• **EXERCICE A**
Veuillez traduire en anglais cette phrase de la page ci-dessous : « J'ai regardé l'heure, 10 h 15, ça ne ressemblait pas à la Soledad qui démarrait toujours sur les chapeaux de roue à 8 h 30. »

• **PAGE**
=====

La douche écossaise


C'était donc la rentrée
pour tout le monde. Les scolaires, les littéraires… et les célibataires. La
rentrée de ces dernières étant souvent un mixte entre les deux autres :
une sensation de redoublement et d'insurmontable concurrence (beaucoup d'appelées,
très peu d'élues) dans le cadre d'une offre de plus en plus rare. Du moins,
rentrée signifiait qu'on était parti, ce qui n'était visiblement pas le cas pour
tout le monde si on en croyait les sondages (sauf sur l'autoroute le week-end,
à croire que ceux qui ne partaient pas venaient justement la boucher ces jours
là).

Côté scolaire, Zébulon
n'avait pas encore à se préoccuper de cartable batman, de baskets roulantes ou
de protège cahiers 12,5 sur 32 cm vert pomme pour le français avec des crayons
HB pointe de 12 j'insiste. Il n'avait qu'à se contenter de pousser des cris et
d'effectuer sa série de tremblements toujours un peu flippante quand on le
déposerait chez Nounou. Ce qu'il a fait avec grand art, comme si nous, on le
laissait pour aller passer la journée dans un magasin géant rempli de petites
voitures alors que pour sa part, sa pauvre mère (moi donc) ne s'en allait
jamais retrouver que la morne plaine de ses copier-coller-saisie afin que nul
n'ignore à quoi avait servi l'argent des taxes l'année d'avant.

Aplatie par la cousine
Morphéophobe qui avait décidé de prolonger son séjour chez nous (« je n'ai
jamais eu vraiment l'occasion de visiter Paris… »), alors que Bécassine
remplissait ses congés pour le mois de Décembre (un petit voyage au Mexique où
résidait une branche de la famille bas bleu bretonne), je me suis soudain
souvenu que Soledad devait être rentrée de sa randonnée écossaise.



Après avoir vérifié que
Bécassine s'était bien enfermée à triple tour dans son bureau (dossier très
important à lire avec note très importante à faire pour mitrand), je l'ai
appelée à son bureau. Où elle n'était point. Pas encore arrivée. J'ai regardé
l'heure, 10 h 15, ça ne ressemblait pas à la Soledad qui démarrait toujours sur
les chapeaux de roue à 8 h 30. Je l'ai donc appelée chez elle en me disant qu'elle
avait peut-être fait enfin La rencontre (à moins qu'elle ne se soit jetée d'une
falaise scotish). Une voix (de femme) inconnue m'a répondu, façon euh douche
écossaise.

–         
Allo ?
Qui est à l'appareil ?!
–         
Euh… je voudrais
parler à Soledad s'il vous plait…
–         
Elle n'est
pas là… que lui voulez-vous ?
–         
Euh eh bien…
je suis une amie et…
–         
Vous êtes
mariée ?
–         
Non… enfin
d'une certaine façon oui mais…
–         
Vie maritale vous
voulez signifier ?
–         
Oui… c'est
ça… mais je…
–         
Vous avez des
enfants ?

=====

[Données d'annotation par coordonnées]
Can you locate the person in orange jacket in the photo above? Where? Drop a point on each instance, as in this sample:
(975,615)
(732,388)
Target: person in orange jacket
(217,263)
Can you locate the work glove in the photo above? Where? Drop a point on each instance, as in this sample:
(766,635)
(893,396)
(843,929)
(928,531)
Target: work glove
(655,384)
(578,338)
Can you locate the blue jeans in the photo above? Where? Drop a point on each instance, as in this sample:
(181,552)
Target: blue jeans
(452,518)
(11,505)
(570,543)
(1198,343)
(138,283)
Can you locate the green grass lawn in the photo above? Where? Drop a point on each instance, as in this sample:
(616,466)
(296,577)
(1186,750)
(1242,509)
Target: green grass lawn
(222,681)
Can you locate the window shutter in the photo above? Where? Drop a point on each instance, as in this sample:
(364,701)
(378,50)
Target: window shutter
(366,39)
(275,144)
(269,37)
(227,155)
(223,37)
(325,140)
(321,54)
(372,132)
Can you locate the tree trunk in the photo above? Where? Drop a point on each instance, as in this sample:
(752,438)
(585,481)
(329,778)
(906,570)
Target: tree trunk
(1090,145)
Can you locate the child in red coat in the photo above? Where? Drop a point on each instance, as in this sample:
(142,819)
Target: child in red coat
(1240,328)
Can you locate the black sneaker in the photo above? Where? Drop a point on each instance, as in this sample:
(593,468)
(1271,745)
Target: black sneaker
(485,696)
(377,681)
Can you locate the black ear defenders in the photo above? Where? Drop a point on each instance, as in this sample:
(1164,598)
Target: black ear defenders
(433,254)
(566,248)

=====

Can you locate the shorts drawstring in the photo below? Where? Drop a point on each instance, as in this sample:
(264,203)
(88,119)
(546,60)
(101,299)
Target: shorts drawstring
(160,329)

=====

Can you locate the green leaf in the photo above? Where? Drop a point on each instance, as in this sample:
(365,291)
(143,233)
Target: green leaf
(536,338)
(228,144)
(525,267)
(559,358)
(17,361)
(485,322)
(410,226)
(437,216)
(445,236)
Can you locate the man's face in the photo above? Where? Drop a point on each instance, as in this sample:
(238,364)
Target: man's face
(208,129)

=====

• **EXERCICE B**
Repérez dans le listing ci-dessus chaque ligne contenant le mot « work », puis recopiez-la.

• **RÉPONSE ATTENDUE A**
I looked at the time, 10:15. That wasn't like Soledad, who always got off to a flying start at 8:30.

• **RÉPONSE ATTENDUE B**
Can you locate the work glove in the photo above? Where? Drop a point on each instance, as in this sample:
Target: work glove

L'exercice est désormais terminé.